ABOUT THIS TASK: Rewrite the stretch of the Professor Mom column from "Spread the love" through "too many fish.", putting "hamster" wherever "rabbit" appears.

SUPPLIED TEXT:
^^^^
Spread the love

December 03,2008
Professor Mom
Aliki McElreath( )

Aliki is a writer and college English teacher. She lives in North Carolina with her husband, two children (ages seven and ten), a dog, a cat, a rabbit, and too many fish.

We have a saying around Professor Mom's house in the weeks leading up to Christmas: Out with the old, make room for the new. The upcoming Christmas holiday is the perfect time, I think, to encourage your kids to help sort out and part with old toys, stuffed animals, and clothing that they no longer need or use. The clothing part is easy--both of my kids are usually pretty willing to part with outgrown clothing. The toy part, however, is another story. Even toys that have sat unused in the back of the closet for a solid year suddenly become the most important, precious, treasured things in the entire world to your child (they don't even have to be real TOYS--L. refuses to part with an old plastic tube he's had for two years now). While the easiest thing to do is to sort out old toys without the child present (I call this the "at-school clean sweep"), I think it's critical around the holiday season to encourage your child to help in the process.
^^^^
SUPPLIED INFORMATION:
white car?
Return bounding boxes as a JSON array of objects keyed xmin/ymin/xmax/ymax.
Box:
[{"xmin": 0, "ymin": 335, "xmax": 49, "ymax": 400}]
^^^^
TASK SOLUTION:
Spread the love

December 03,2008
Professor Mom
Aliki McElreath( )

Aliki is a writer and college English teacher. She lives in North Carolina with her husband, two children (ages seven and ten), a dog, a cat, a hamster, and too many fish.